[DATASET EXCERPTS]
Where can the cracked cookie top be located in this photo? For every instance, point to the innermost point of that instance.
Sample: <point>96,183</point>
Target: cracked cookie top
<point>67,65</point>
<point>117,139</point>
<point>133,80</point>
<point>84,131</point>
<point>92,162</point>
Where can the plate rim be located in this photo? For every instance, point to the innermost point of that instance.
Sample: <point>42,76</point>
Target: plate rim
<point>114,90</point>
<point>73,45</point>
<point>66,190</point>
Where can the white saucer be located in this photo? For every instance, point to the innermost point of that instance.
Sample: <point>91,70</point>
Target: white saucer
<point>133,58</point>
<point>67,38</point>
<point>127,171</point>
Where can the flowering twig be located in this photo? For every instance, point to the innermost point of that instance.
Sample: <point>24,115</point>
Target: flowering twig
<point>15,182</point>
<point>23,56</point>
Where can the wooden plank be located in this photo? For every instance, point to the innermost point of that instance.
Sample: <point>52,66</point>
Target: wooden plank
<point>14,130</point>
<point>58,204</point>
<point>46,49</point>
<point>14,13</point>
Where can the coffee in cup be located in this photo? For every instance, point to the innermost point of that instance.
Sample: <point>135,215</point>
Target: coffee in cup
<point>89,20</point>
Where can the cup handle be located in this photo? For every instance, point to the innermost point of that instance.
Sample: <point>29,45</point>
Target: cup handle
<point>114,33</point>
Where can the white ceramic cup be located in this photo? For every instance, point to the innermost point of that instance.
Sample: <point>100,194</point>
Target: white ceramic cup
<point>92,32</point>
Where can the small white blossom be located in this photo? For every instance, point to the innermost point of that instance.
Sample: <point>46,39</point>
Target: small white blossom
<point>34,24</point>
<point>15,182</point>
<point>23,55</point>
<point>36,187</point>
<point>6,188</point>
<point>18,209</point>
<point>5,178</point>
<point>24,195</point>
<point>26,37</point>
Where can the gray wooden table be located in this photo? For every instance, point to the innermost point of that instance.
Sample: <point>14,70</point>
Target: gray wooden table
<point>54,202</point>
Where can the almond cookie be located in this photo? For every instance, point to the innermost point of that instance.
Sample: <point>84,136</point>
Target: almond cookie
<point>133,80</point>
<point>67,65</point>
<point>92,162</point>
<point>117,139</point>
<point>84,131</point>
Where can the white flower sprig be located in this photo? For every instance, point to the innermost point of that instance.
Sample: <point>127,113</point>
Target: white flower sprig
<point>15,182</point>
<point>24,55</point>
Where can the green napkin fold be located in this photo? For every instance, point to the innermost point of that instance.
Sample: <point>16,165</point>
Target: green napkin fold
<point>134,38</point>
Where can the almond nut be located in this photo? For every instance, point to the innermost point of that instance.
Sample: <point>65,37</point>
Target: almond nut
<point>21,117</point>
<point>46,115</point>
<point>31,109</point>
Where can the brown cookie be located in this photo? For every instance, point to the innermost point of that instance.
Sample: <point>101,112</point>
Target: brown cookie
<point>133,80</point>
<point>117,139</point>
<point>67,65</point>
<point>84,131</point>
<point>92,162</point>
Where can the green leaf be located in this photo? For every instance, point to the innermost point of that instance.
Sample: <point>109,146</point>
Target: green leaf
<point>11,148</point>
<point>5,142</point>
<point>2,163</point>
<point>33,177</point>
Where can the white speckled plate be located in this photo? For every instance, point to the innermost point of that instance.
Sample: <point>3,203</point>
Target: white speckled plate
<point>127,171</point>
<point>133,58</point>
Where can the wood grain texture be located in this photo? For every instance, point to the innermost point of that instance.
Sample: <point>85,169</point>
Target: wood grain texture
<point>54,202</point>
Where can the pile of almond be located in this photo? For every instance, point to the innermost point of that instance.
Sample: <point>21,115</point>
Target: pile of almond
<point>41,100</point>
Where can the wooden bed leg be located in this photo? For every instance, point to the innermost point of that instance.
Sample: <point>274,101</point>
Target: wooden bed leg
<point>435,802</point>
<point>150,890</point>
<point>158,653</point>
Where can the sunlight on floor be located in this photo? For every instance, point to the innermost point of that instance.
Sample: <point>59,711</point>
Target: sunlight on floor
[/DATASET EXCERPTS]
When the string "floor" appears in a line of the records above, that line is to be copied.

Where can the sunlight on floor be located in this photo? For every instance, point to the innermost point of that instance.
Target: sunlight on floor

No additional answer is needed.